TO-DO LIST:
**a.** From the edges list in the shortest-path text below, list every node that has an edge leading into node L.
**b.** Write out the part of the shortest-path text below, beginning at the words "Return the path" and stopping after the words "came before it.".

TEXT EXCERPT:

──────────────────────────────

Shortest Path DAG Source to Sink

Given a list of directed edges, a list of lists of costs associated with the list of edges (representing a weighted acyclic graph), and two identifiers A, B in the graph, find the lowest sum path from A to B. Every preceding look up from A to B1, A to B2, etc, should be computed in linear time.

Return the path as a list from A to B.

For example, the given input:

edges = [['A', 'B'], ['A', 'C'], ['A', 'D'], ['B', 'E'], ['B', 'F'],
         ['C', 'F'], ['D', 'F'], ['D', 'G'], ['E', 'H'], ['F', 'H'],
         ['F', 'I'], ['F', 'J'], ['G', 'J'], ['H', 'K'], ['H', 'L'],
         ['I', 'L'], ['J', 'L'], ['J', 'M'], ['K', 'N'], ['L', 'N'],
         ['M', 'N']]
costs = [2, 1, 3, 5, 2, 7, 6, 4, 2, 5, 3, 2, 3, 8, 6, 1, 9, 7, 1, 2, 4]

Should return:

The Idea: This problem can be solved using BFS and dynamic programming. It is actually very similar to seam carving in the sense that the next optimal path is dependent on the optimal paths that came before it.

We the graph below, we begin at source A because it has no dependencies and does not have an optimal path that comes before it. If we follow through using a BFS, we can find the optimal path for preceding nodes because their parent has it's optimum already computed and can be used to solve for the next optimal path. Note that this only works if the topological ordering of the graph also follows the BFS traversal.

For example, consider node F. We can find the optimal path to node F by selecting the minimal path of its neighbors. OPT[f] =min([OPT[B] + edge(B,F), OPT[C] + edge(C,F), OPT[D] + edge(D, F)]). In order to find the edges that lead into F, we can access our inverse graph.

──────────────────────────────

Items from a dataset
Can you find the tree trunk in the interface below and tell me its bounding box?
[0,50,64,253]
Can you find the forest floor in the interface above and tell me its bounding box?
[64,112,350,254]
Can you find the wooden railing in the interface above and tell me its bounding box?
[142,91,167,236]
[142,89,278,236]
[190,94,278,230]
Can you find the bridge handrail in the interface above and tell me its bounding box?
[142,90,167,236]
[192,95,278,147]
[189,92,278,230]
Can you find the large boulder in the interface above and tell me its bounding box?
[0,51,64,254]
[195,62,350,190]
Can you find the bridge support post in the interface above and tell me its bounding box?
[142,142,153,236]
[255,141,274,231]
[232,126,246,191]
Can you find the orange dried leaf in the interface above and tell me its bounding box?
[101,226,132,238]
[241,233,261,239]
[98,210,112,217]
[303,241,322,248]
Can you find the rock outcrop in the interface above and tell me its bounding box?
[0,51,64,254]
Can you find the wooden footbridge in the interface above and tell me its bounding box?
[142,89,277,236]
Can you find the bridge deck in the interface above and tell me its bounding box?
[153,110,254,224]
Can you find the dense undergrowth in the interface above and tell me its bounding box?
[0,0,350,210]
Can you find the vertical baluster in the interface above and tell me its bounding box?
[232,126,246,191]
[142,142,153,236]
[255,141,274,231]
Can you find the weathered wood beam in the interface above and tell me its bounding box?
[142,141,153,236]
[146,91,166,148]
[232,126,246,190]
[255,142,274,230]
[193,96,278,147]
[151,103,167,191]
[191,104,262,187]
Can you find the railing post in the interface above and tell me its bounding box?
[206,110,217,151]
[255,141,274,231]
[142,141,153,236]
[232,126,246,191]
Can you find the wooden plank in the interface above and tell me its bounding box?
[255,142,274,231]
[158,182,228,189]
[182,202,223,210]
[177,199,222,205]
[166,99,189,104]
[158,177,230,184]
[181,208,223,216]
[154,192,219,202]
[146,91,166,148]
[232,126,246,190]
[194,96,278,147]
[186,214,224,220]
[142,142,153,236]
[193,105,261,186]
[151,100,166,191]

──────────────────────────────

ANSWERS GIVEN:
**a.** H, I, J

**b.**
Return the path as a list from A to B.

For example, the given input:

edges = [['A', 'B'], ['A', 'C'], ['A', 'D'], ['B', 'E'], ['B', 'F'],
         ['C', 'F'], ['D', 'F'], ['D', 'G'], ['E', 'H'], ['F', 'H'],
         ['F', 'I'], ['F', 'J'], ['G', 'J'], ['H', 'K'], ['H', 'L'],
         ['I', 'L'], ['J', 'L'], ['J', 'M'], ['K', 'N'], ['L', 'N'],
         ['M', 'N']]
costs = [2, 1, 3, 5, 2, 7, 6, 4, 2, 5, 3, 2, 3, 8, 6, 1, 9, 7, 1, 2, 4]

Should return:

The Idea: This problem can be solved using BFS and dynamic programming. It is actually very similar to seam carving in the sense that the next optimal path is dependent on the optimal paths that came before it.